§ **Task brief**: What you return must match the records exactly, except that the pictures are gone.

§ **Source information**:
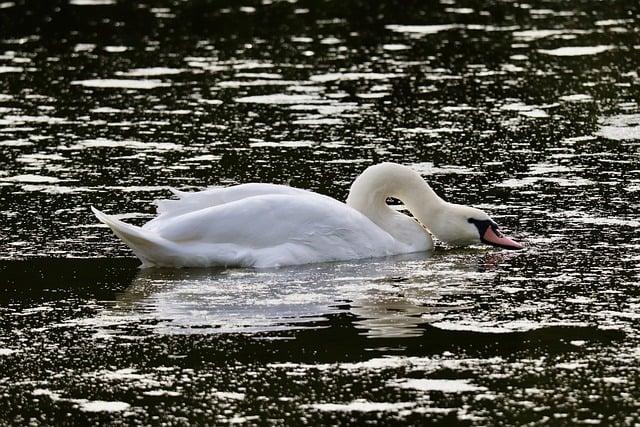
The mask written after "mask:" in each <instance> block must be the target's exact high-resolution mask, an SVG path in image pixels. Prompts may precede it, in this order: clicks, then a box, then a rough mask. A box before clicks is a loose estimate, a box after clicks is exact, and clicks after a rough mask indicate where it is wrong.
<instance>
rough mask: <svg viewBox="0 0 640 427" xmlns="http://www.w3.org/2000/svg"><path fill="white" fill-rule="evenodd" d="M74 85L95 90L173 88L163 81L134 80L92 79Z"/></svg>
mask: <svg viewBox="0 0 640 427" xmlns="http://www.w3.org/2000/svg"><path fill="white" fill-rule="evenodd" d="M71 84H72V85H79V86H84V87H94V88H118V89H155V88H159V87H167V86H171V84H170V83H165V82H162V81H161V80H134V79H90V80H74V81H72V82H71Z"/></svg>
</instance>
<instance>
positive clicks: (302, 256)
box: [98, 194, 411, 267]
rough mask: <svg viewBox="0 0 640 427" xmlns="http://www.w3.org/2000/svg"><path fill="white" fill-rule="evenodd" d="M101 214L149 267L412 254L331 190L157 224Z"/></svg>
mask: <svg viewBox="0 0 640 427" xmlns="http://www.w3.org/2000/svg"><path fill="white" fill-rule="evenodd" d="M98 217H99V219H100V220H101V221H103V222H105V223H106V224H107V225H109V227H111V228H112V229H113V230H114V232H115V234H116V235H118V236H119V237H120V238H122V240H123V241H124V242H125V243H127V245H128V246H129V247H131V248H132V249H133V250H134V252H135V253H136V255H137V256H138V257H139V258H140V259H141V260H143V262H144V263H145V264H146V265H159V266H214V265H224V266H242V267H246V266H253V267H274V266H279V265H293V264H305V263H311V262H325V261H337V260H347V259H356V258H368V257H376V256H386V255H393V254H399V253H404V252H411V250H409V249H408V248H407V247H406V245H404V244H402V243H401V242H399V241H397V240H396V239H394V238H393V237H392V236H391V235H390V234H389V233H387V232H386V231H384V230H382V229H381V228H380V227H378V226H377V225H376V224H374V223H373V222H372V221H371V220H369V218H367V217H366V216H364V215H363V214H361V213H360V212H358V211H356V210H355V209H352V208H350V207H348V206H347V205H345V204H344V203H341V202H338V201H337V200H334V199H331V198H329V197H324V196H323V197H316V196H314V195H311V196H305V195H303V196H300V195H295V196H292V195H286V194H266V195H260V196H254V197H246V198H244V199H240V200H236V201H233V202H227V203H223V204H219V205H216V206H211V207H207V208H204V209H200V210H197V211H192V212H188V213H185V214H182V215H179V216H174V217H171V218H166V219H165V220H163V221H160V222H157V223H156V225H155V226H154V227H153V229H143V228H139V227H134V226H131V225H129V224H124V223H121V222H119V221H117V220H114V219H113V218H111V217H108V216H104V215H99V216H98ZM145 236H146V237H145Z"/></svg>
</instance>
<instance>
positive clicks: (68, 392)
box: [0, 0, 640, 425]
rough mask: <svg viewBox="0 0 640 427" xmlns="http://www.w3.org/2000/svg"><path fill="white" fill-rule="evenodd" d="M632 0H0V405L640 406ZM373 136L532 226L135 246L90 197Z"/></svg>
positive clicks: (172, 180)
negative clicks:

§ **Answer space**:
The mask written after "mask:" in each <instance> block must be the target's exact high-resolution mask, an SVG path in image pixels. Prompts may precede it, in this order: clicks, then a box, then a rough mask. A box before clicks is a loose estimate, a box after clicks is exact, and clicks after a rough mask indicate where it is wrong.
<instance>
rough mask: <svg viewBox="0 0 640 427" xmlns="http://www.w3.org/2000/svg"><path fill="white" fill-rule="evenodd" d="M74 85L95 90L173 88L163 81L134 80L92 79Z"/></svg>
mask: <svg viewBox="0 0 640 427" xmlns="http://www.w3.org/2000/svg"><path fill="white" fill-rule="evenodd" d="M71 84H72V85H79V86H84V87H94V88H118V89H155V88H159V87H167V86H171V84H170V83H165V82H162V81H161V80H134V79H90V80H74V81H72V82H71Z"/></svg>
</instance>
<instance>
positive clicks: (302, 256)
box: [98, 194, 411, 267]
rough mask: <svg viewBox="0 0 640 427" xmlns="http://www.w3.org/2000/svg"><path fill="white" fill-rule="evenodd" d="M101 214L149 267L412 254L331 190L157 224Z"/></svg>
mask: <svg viewBox="0 0 640 427" xmlns="http://www.w3.org/2000/svg"><path fill="white" fill-rule="evenodd" d="M98 217H99V219H100V220H101V221H103V222H105V223H106V224H107V225H109V227H111V228H112V229H113V230H114V232H115V234H116V235H118V236H119V237H120V238H122V240H123V241H124V242H125V243H127V245H128V246H129V247H131V248H132V249H133V250H134V252H135V253H136V255H137V256H138V257H139V258H140V259H141V260H143V262H144V263H145V264H146V265H159V266H214V265H224V266H242V267H246V266H253V267H274V266H279V265H293V264H305V263H311V262H325V261H337V260H347V259H356V258H368V257H376V256H386V255H393V254H399V253H404V252H411V250H409V249H408V248H407V247H406V245H404V244H402V243H401V242H399V241H397V240H396V239H394V238H393V237H392V236H391V235H390V234H389V233H387V232H386V231H384V230H382V229H381V228H380V227H378V226H377V225H376V224H374V223H373V222H372V221H371V220H369V218H367V217H366V216H364V215H363V214H361V213H360V212H358V211H356V210H355V209H352V208H350V207H348V206H347V205H345V204H344V203H341V202H338V201H337V200H334V199H331V198H329V197H324V196H323V197H316V196H314V195H311V196H305V195H303V196H300V195H295V196H292V195H286V194H266V195H260V196H254V197H246V198H244V199H240V200H236V201H233V202H227V203H223V204H219V205H216V206H211V207H207V208H204V209H200V210H197V211H192V212H188V213H185V214H182V215H179V216H174V217H171V218H166V219H165V220H163V221H160V222H157V223H156V225H155V226H154V227H153V229H143V228H139V227H134V226H131V225H129V224H124V223H121V222H119V221H117V220H114V219H113V218H111V217H108V216H104V215H99V216H98ZM145 236H146V237H145Z"/></svg>
</instance>
<instance>
positive clicks: (68, 392)
box: [0, 0, 640, 425]
rough mask: <svg viewBox="0 0 640 427" xmlns="http://www.w3.org/2000/svg"><path fill="white" fill-rule="evenodd" d="M632 0H0V405L640 406ZM373 136L532 226L135 246L90 197Z"/></svg>
positive clicks: (172, 180)
negative clicks:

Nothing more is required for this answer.